下にある「チコの日記」紹介ページの続きを、最後の文の後から書いてください。

───── ページ

【その他】チコの日記 もうひとつのぷよぷよ~ん(後編)【コンパイル】

【 チコの日記 もうひとつのぷよぷよ~ん 】

元はドリームキャストマガジンに掲載された短編小説ですが、ここで紹介するのは、一週遅れでサイトに掲載されたものです。
1~2分で読み終わる程度の、ほんの短編ですが、豪華なことに、毎回書下ろしの挿絵がついていました。
全12話で、基本的には読みきりです。
一話一話は短いものですが、すべて紹介しようとするとある程度長くなるため、二回に分けて紹介します。

チコは完全に新入りのキャラクターで、これまでの「モンスターとして魔導物語に登場したキャラクター」とも全く違うバックグラウンドを持つキャラクターだったため、こうしてキャラクターを掘り下げる小説で、新入りキャラクターを理解してもらおうという試みだったんじゃないかな、と思います。
…あとは…スタッフの愛かな?w


全文掲載すると引用の域を超えてしまうため、あらすじのみ紹介したいと思います。
作者はかむきひ氏、挿絵は戸部淑氏です。

◆いつも一緒

ドラゴンさんとお友達になって、今までよりもたくさん遊びに出かけるようになった。
ドラゴンさっはまだ翼も小さいから、飛ぼうとしても「飛んでいる」というよりも「浮いている」という感じなんだけど…、いざ走るとなると、これが見かけによらず結構早い。

──────────
───── データ一覧

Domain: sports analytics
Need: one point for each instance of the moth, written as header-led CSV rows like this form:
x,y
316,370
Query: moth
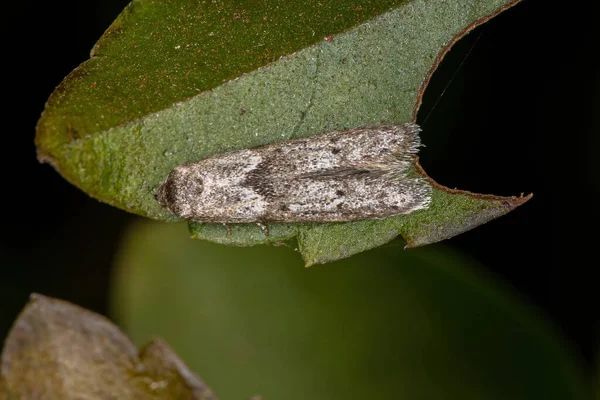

──────────

> **解答例**
今までは、おばあさまとの勉強が終わると日が傾き始めてたから、遊びに行くのは諦めていたけれど、ドラゴンさんとは、天気のいい日には毎日いっしょにおでかけするようになった。
ドラゴンさんの背中に乗せてもらうと、いつもより高い視界にちょっと新鮮な感じがする。ドラゴンさんが走り出すと周りの景色がびゅんびゅん飛んでとても気持ちがいい。
私を乗せてもこんなに走れるなんて、ドラゴンさんって力持ちなのね。あ、断っておくけど、私はそんなに重たくないからね!
私を乗せている時のドラゴンさんは楽しそうで私も嬉しい。これが親友ってものなのかしら、って思って、ギュってだきついたら、ドラゴンさんは私を振り返ってほっぺたを舐めてきた。
以前は一日がかりで薬草を採りに来た山のふもとにも、あっという間についた。これから薬草を採りに来るときは、ドラゴンさんと一緒に来よう。
…ううん、薬草取りだけじゃなくて、出来るだけいっぱい一緒に居よう。

◆また新しい家族?

ここ何日か暖かい日が続いたと思ったらまた冬に逆戻り。でもこうやって春になっていくものらしい。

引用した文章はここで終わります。